• [Tasks to perform]:
• A. Reproduce the passage of the article on Google's batch normalization patent from "2. Novelty (35" up to and including "this issue soon.".
• B. Please answer these questions using the article on Google's batch normalization patent:
(i) How many pages long is the office action in total?
(ii) For about what share of all patent applications does the patent office grant a patent immediately?
(iii) Which court decision made patent eligibility a critical issue for software patents?
• C. State whether each statement agrees with the article on Google's batch normalization patent, and quote the words that settle it:
(i) The first office action was a final rejection.
(ii) USPTO examiners frequently cite five or more prior art references.
(iii) Google can respond to the office action by amending the claims of its application.

On 31 October 2018, the USPTO issued the first office action (non-final rejection) for the patent application with application number 15-009647(batch normalization layers) filed by Google Inc.
This “batch normalization layers” patent attracted a huge amount of attention among the attendees of our seminar on artificial intelligence tech and patents due to its impact on deep learning technology. At the time, we promised that we would keep our attendees informed of any developments of the patent examination procedure of this application, and now we are pleased to report that a first examination result has been issued by the USPTO.
The USPTO’s first office action can be characterized as “the complete package” of rejection reasons related to software patents, citing 14 instances of prior art (4 patents and 3 technical papers were explicitly cited in the office action), which provide the basis for denying the registrability of Google’s patent. In this context, 14 is an extraordinarily high number, considering that it is seldom the case that 5 or more prior art references are cited by examiners of the USPTO.
The number of pages of the office action is high as well - 58 in total - which leads us to believe that the USPTO put a fair amount of effort into this patent examination.
To facilitate the understanding of this article, let us first explain the general procedure of patent examination.
In order to obtain patent protection for your technology, you first need to submit a request form to the patent office of the country, in which you want to obtain a patent. We call this “filing a patent application”. The application consists of many components, but the most important is a list of so-called “claims”, which define the precise scope of patent protection that the applicant is seeking. Of course, simply filing an application does not guarantee that the patent office will grant you patent protection, and in most countries, the patent office will first examine the patent application to determine whether or not you are eligible for patent protection.
After examining the patent application, the patent office may grant a patent right to the applicant immediately by issuing a notice of allowance with respect to your application (sometimes called a decision of grant or the like). This scenario, however, in which the patent office grants you a patent immediately, without citing any reasons for rejection, is rare, and only occurs for about 10% of all patent applications, (although the rate does vary from country to country).
For the remaining 90% of the cases, where the patent office decides to reject the applicant’s request to get a patent registration, the patent office will issue a notification (commonly referred to as an office action or OA), citing the reasons for rejecting the application, and provide an opportunity for the applicant to respond to the patent office’s objections.
In the present case, the applicant, Google Inc., has an opportunity to respond to the office action by amending the claims of the patent application or submitting an argument against the rejection reasons cited by the patent office.
The USPTO cited 3 major rejection reasons in this office action, namely:
1. Patent eligibility (35 U.S.C. 101)
2. Novelty (35 U.S.C. 102)
3. Inventiveness (35 U.S.C. 103)
Patent eligibility became a critical issue for software patents in the wake of the US Supreme Court decision in Alice Corp. v. CLS Bank International in 2014. It is interesting to see that the USPTO has now started to question the patent eligibility of core deep learning algorithm inventions. It may be an indication of the future stance of the USPTO on deep learning algorithm patents, especially ones relates to operations between layers, neural networks, etc. in deep learning. We will track this issue and post another article about this issue soon.
I believe that the readers of this article may be familiar with the second and third issues. Those rejection reasons address the question of how similar the invention sought to be patented is with with existing technology (commonly referred to as “prior art”). The issue of novelty is raised when the patent office believes that the invention in question is substantially identical to prior art, and the issue of inventive step is raised if the invention is similar to one or more examples of prior art.
In the remainder of this article, we will analyze the rejection reasons relating to claim 1 of Google’s patent application.

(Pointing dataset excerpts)
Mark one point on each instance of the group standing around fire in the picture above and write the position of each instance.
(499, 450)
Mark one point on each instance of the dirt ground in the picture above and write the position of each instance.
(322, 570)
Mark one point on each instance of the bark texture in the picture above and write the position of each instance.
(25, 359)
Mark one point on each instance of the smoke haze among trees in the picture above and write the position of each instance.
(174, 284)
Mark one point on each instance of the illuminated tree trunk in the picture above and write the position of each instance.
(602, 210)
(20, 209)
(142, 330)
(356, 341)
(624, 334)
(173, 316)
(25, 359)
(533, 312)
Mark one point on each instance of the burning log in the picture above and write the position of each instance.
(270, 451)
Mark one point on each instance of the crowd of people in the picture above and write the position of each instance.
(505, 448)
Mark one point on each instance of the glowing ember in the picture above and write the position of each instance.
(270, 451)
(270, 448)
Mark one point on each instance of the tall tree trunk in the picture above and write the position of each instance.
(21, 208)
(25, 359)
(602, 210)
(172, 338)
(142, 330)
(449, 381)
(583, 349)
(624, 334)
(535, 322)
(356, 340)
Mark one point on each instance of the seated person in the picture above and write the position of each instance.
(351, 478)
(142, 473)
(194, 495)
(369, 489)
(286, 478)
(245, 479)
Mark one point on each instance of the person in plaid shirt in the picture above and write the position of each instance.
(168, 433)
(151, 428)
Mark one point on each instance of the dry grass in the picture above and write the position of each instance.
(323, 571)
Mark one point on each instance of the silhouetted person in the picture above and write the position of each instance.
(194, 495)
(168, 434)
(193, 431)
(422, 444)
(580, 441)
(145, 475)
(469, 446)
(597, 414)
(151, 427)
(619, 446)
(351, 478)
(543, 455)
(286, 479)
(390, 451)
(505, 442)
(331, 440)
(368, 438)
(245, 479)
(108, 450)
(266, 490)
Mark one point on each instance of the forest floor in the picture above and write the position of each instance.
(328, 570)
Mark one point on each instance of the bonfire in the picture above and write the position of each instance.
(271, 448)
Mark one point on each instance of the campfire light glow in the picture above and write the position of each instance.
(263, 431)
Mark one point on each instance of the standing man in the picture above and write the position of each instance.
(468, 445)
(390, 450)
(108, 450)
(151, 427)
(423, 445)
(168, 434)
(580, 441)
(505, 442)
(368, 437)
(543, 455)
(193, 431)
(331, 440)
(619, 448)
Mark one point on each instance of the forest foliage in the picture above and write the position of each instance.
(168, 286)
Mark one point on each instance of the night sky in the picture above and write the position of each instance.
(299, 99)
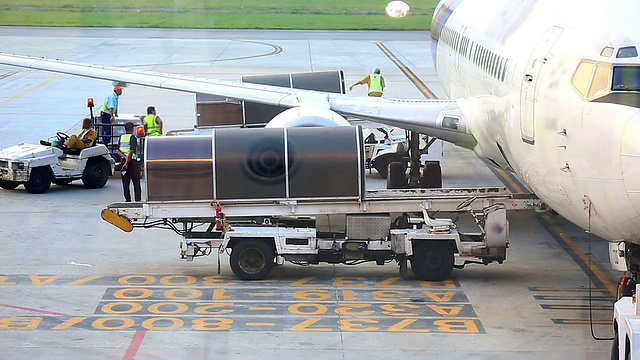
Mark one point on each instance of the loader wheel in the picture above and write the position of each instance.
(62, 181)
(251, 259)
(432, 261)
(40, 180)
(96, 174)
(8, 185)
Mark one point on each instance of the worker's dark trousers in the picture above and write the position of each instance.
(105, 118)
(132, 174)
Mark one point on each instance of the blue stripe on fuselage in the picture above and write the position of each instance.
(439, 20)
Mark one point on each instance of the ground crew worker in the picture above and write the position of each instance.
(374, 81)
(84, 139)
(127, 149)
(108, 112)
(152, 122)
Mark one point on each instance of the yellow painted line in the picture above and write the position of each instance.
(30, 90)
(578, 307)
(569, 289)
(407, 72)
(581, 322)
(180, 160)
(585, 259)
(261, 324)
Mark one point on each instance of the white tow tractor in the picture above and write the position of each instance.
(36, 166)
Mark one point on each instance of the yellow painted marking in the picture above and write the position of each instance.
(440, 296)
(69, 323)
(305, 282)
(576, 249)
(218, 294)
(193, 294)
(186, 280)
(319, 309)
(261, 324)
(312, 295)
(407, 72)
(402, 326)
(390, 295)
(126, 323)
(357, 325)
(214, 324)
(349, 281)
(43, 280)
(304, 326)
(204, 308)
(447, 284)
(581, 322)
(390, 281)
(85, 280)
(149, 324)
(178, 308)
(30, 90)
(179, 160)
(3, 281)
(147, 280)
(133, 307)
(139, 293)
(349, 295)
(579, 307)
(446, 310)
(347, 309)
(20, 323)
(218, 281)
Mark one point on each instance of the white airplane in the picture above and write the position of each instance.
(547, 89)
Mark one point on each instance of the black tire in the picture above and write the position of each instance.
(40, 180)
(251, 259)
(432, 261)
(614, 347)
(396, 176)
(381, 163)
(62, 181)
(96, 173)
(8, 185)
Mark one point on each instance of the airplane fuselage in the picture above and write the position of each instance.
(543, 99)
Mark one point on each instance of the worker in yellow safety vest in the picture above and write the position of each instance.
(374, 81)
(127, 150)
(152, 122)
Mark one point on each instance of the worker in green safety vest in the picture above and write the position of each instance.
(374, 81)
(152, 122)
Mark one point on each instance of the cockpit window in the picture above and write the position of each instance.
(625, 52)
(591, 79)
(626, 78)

• [Complete answers]:
• A.
2. Novelty (35 U.S.C. 102)
3. Inventiveness (35 U.S.C. 103)
Patent eligibility became a critical issue for software patents in the wake of the US Supreme Court decision in Alice Corp. v. CLS Bank International in 2014. It is interesting to see that the USPTO has now started to question the patent eligibility of core deep learning algorithm inventions. It may be an indication of the future stance of the USPTO on deep learning algorithm patents, especially ones relates to operations between layers, neural networks, etc. in deep learning. We will track this issue and post another article about this issue soon.

• B.
(i) 58 pages.
(ii) About 10%.
(iii) Alice Corp. v. CLS Bank International, decided by the US Supreme Court in 2014.

• C.
(i) No: "the first office action (non-final rejection)"
(ii) No: "it is seldom the case that 5 or more prior art references are cited by examiners of the USPTO"
(iii) Yes: "has an opportunity to respond to the office action by amending the claims of the patent application"